* **THE PROBLEM**: Please retype the lines below word for word, leaving out the pictures.

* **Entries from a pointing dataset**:
-- Start --

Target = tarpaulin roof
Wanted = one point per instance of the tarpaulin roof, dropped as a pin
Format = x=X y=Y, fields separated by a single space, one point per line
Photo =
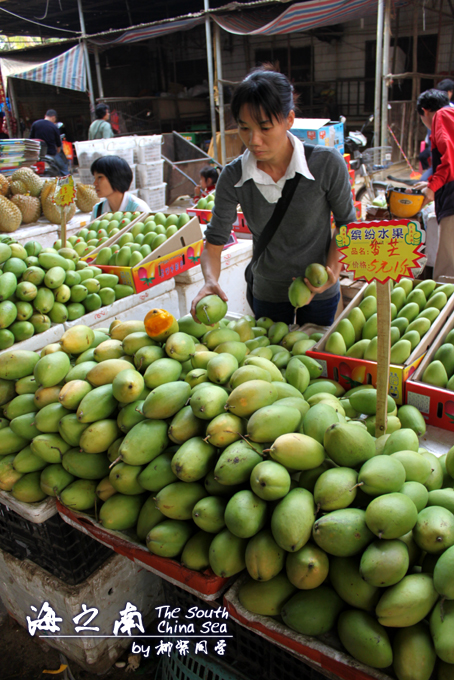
x=67 y=70
x=300 y=16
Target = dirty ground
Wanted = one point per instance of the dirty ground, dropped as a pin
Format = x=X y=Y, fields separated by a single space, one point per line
x=25 y=658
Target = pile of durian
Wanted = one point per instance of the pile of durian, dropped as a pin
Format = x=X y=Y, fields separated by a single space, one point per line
x=25 y=196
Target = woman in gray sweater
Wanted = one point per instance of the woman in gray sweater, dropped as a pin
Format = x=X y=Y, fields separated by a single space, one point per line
x=263 y=106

-- End --

* **EXERCISE ANSWER**:
Target = tarpaulin roof
Wanted = one point per instance of the tarpaulin roof, dropped as a pin
Format = x=X y=Y, fields separated by a single space, one point per line
Photo =
x=67 y=70
x=300 y=16
Target = dirty ground
Wanted = one point per instance of the dirty ground, dropped as a pin
Format = x=X y=Y, fields separated by a single space, one point per line
x=25 y=658
Target = pile of durian
Wanted = one point per instance of the pile of durian, dropped as a pin
Format = x=X y=Y, fields separated by a single space, one point per line
x=25 y=196
Target = woman in gray sweater
Wanted = one point per instance of the woman in gray sweater, dropped as a pin
Format = x=X y=Y, fields separated by a single space, one point per line
x=263 y=106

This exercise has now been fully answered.